▸ **PASSAGE PROVIDED**
----------------------------------------
SPI represents the ease of sediment erosion and TWI represents the potential accumulation of groundwater [51], both of which are essential explanatory variables in assessing the risk of shallow landslides [44,45]. SPI and TWI are defined by the following formulas [51]:
S P I = A s tan β
T W I = l n ( A s / tan β )
where As is the catchment area (m2) and β is the slope angle (rad). Using this equation, SPI and TWI were calculated for each mesh. Then, the raster data of SPI and TWI were overlaid with SU data, and the average values of SPI and TWI for each SU dataset were calculated and used for analysis.
Surface geology (hereinafter referred to as geology) is an indicator that is deeply related to the strength of slopes. Safaei et al. [48] reported that geological divisions of the Paleogene and Neogene were important parameters for the occurrence of shallow landslides compared to other geological divisions. For the creation of geological data, we referred to the Aso Volcanic Geological Map published by the Industrial Research Institute [52]. The volcanic activity of Aso is divided into three periods: the pre-caldera volcanic activity period before the formation of the caldera, the caldera formation period with repeated caldera eruptions, and the post-caldera activity period after the formation of the caldera [53]. Each period’s ejecta is considered to have different geological and petrological characteristics [54]. The ejecta from the pre-caldera activity period is called pre-Aso volcanic lavas [54], mainly composed of biotite rhyolite, pyroxene andesite, and basalt [55]. The ejecta from the caldera formation period is caused by four pyroclastic flows, and mainly consists of non-welded volcanic ash and welded tuff [55]. In the post-caldera activity period, various magma from basalt to rhyolite erupted, forming the central cone group. In the volcanic geological map, the geology of the central cone group is classified into tuff, scoria, volcanic ash, pumice, etc. [55]. In addition, it has been revealed that the surface of the central cone group is volcanic ash and soil layers deposited by volcanic activity over the past 3000 years [56]. From these findings, in this study, the geological classification was divided into five categories: pre-Aso volcanic lavas, welded tuff, volcanic ash deposited at the time of caldera formation (pre-caldera), pyroclastic material including volcanic ash and pumice, and unconsolidated deposits composed of sand and silt. We overlaid the raster data of the divided geology with SU data and used the geological item with the largest area within the SU as the dominant geological item for analysis.
----------------------------------------
▸ **ENTRIES SUPPLIED**
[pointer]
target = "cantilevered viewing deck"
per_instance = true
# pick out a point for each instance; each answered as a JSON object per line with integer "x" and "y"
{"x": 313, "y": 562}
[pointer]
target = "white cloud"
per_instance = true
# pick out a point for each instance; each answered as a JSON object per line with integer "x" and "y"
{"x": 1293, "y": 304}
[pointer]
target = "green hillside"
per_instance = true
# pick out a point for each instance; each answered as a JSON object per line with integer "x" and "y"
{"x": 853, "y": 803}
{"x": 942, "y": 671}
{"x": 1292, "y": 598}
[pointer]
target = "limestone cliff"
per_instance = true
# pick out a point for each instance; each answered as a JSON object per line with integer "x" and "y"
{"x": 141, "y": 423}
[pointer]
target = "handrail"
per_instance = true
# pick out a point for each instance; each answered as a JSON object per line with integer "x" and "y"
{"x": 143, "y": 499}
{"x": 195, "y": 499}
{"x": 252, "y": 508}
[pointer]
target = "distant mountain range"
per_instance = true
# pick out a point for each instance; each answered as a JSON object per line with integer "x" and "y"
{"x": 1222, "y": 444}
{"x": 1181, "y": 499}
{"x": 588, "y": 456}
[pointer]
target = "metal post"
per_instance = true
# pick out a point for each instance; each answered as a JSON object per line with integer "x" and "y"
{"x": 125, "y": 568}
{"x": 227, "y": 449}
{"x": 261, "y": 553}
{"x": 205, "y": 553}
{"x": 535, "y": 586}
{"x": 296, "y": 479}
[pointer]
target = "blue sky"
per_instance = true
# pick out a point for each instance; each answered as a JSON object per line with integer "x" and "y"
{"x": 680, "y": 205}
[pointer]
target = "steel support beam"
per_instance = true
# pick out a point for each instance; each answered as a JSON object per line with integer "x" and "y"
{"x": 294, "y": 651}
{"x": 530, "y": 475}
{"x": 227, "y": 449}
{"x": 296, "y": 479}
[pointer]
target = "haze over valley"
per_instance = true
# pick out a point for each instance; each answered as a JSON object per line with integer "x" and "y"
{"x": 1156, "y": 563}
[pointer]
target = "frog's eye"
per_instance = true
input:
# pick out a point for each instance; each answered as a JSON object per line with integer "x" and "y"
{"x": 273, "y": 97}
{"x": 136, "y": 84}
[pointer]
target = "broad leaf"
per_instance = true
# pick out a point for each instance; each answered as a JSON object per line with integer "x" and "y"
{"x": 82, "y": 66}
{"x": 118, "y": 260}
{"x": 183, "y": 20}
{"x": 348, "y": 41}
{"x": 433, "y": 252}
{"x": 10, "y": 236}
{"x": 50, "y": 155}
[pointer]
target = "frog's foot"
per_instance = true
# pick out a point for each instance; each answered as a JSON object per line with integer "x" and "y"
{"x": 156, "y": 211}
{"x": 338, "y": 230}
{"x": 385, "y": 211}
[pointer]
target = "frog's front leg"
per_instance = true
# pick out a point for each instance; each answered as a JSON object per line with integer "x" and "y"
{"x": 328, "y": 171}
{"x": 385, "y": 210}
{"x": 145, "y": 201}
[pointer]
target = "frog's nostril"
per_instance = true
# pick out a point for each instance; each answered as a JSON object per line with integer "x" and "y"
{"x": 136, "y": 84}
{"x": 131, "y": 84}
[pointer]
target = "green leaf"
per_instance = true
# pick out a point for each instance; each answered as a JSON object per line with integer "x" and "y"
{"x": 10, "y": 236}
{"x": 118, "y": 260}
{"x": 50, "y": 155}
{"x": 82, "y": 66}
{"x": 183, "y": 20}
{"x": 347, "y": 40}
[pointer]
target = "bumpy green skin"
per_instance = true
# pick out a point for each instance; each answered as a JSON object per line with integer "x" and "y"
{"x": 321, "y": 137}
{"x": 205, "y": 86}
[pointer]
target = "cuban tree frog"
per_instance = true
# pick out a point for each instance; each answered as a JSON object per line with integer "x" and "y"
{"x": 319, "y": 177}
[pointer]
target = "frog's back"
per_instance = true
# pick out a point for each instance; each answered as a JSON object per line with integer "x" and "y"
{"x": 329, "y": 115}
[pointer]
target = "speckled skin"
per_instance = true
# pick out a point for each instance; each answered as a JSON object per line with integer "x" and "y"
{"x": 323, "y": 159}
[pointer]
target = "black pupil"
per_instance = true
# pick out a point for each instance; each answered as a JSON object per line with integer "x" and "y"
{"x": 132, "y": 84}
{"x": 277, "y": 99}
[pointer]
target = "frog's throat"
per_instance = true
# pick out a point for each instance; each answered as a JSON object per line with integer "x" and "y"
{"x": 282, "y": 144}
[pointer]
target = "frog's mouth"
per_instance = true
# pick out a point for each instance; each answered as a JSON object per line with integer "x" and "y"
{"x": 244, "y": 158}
----------------------------------------
▸ **WHAT IS NEEDED**
Repeat the passage on landslide factors word for word, starting with "where As is" and going on through "used for analysis.". Work only from the passage on landslide factors, not from the records.

▸ **TASK RESULT**
where As is the catchment area (m2) and β is the slope angle (rad). Using this equation, SPI and TWI were calculated for each mesh. Then, the raster data of SPI and TWI were overlaid with SU data, and the average values of SPI and TWI for each SU dataset were calculated and used for analysis.